> _Exercise details_
Turn the lines in the rows below, from the line with "Query: blue metal wall" to the line with "Mark the region of every instance of the blue metal", both included, into a numbered list, leaving out any blank lines.

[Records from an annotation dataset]

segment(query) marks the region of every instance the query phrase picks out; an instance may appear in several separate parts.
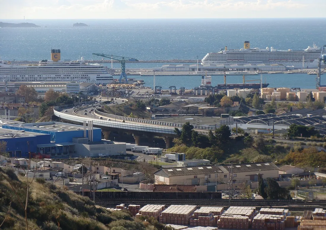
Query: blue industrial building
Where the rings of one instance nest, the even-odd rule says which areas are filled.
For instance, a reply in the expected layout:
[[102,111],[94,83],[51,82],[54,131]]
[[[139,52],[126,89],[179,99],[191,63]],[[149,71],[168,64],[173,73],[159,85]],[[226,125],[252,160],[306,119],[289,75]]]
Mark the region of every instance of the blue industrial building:
[[50,134],[0,128],[0,141],[7,143],[11,157],[28,158],[29,152],[37,152],[37,145],[50,144]]
[[[52,121],[19,125],[3,125],[2,128],[48,134],[51,136],[51,142],[56,143],[72,142],[73,138],[84,136],[84,130],[82,126]],[[88,130],[86,129],[85,137],[88,138]],[[93,128],[93,142],[100,141],[101,139],[101,129]]]

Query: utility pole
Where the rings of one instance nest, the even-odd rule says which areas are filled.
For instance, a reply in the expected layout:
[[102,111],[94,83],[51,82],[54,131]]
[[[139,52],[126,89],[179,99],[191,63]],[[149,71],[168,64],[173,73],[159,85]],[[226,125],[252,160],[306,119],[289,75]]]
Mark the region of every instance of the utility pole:
[[232,167],[233,166],[233,162],[231,162],[231,172],[229,173],[229,175],[230,176],[230,180],[229,181],[229,206],[230,207],[230,206],[231,204],[231,192],[230,190],[232,189],[231,187],[231,184],[232,183],[232,177],[233,177],[233,174],[232,174]]
[[82,166],[82,194],[84,196],[84,164]]

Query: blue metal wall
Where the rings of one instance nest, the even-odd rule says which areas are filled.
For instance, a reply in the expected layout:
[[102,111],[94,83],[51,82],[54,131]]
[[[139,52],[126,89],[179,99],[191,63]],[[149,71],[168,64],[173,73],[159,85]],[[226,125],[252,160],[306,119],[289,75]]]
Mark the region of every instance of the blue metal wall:
[[[50,137],[50,134],[45,134],[34,136],[13,137],[0,139],[0,140],[7,142],[7,151],[11,152],[11,156],[25,157],[29,156],[27,142],[29,143],[29,151],[31,152],[36,152],[37,146],[50,144],[51,143]],[[21,151],[21,154],[19,151]]]
[[[4,129],[8,129],[15,130],[25,130],[26,131],[37,132],[51,135],[51,141],[56,143],[64,142],[72,142],[72,138],[75,137],[82,137],[84,135],[83,130],[71,130],[58,132],[51,131],[50,130],[41,130],[33,129],[33,127],[26,128],[18,127],[6,125],[3,125]],[[93,140],[94,142],[100,141],[102,139],[102,130],[100,129],[94,128],[93,130]],[[86,130],[86,137],[88,137],[88,130]],[[38,144],[40,145],[40,144]]]

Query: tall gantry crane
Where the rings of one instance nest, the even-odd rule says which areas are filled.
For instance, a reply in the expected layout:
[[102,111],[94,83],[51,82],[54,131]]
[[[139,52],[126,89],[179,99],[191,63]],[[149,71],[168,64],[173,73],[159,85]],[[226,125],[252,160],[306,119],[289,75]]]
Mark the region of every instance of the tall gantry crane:
[[326,62],[326,54],[323,54],[324,49],[326,49],[326,45],[324,45],[321,48],[321,54],[320,57],[318,58],[318,69],[316,77],[316,88],[319,89],[320,87],[320,74],[321,74],[321,62]]
[[132,59],[133,61],[138,61],[138,60],[136,58],[132,57],[122,57],[121,56],[116,56],[115,55],[112,55],[112,54],[96,54],[93,53],[93,55],[96,55],[101,57],[103,57],[108,58],[110,58],[111,60],[116,60],[119,61],[121,64],[121,73],[120,75],[120,78],[119,78],[119,83],[121,83],[122,78],[125,78],[126,83],[128,83],[127,80],[127,75],[126,74],[126,59],[128,61],[129,59]]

> _Full response_
1. Query: blue metal wall
2. Where the rings of one instance nest, the even-odd rule says which areas are filled.
3. For instance, a reply in the expected layout:
4. [[102,111],[94,83],[51,82],[54,131]]
5. [[[139,52],[126,89],[179,99],[191,63]],[[149,71],[168,64],[173,73],[159,85]],[[226,125],[252,160],[306,119],[289,75]]]
6. Mark the region of every instance of the blue metal wall:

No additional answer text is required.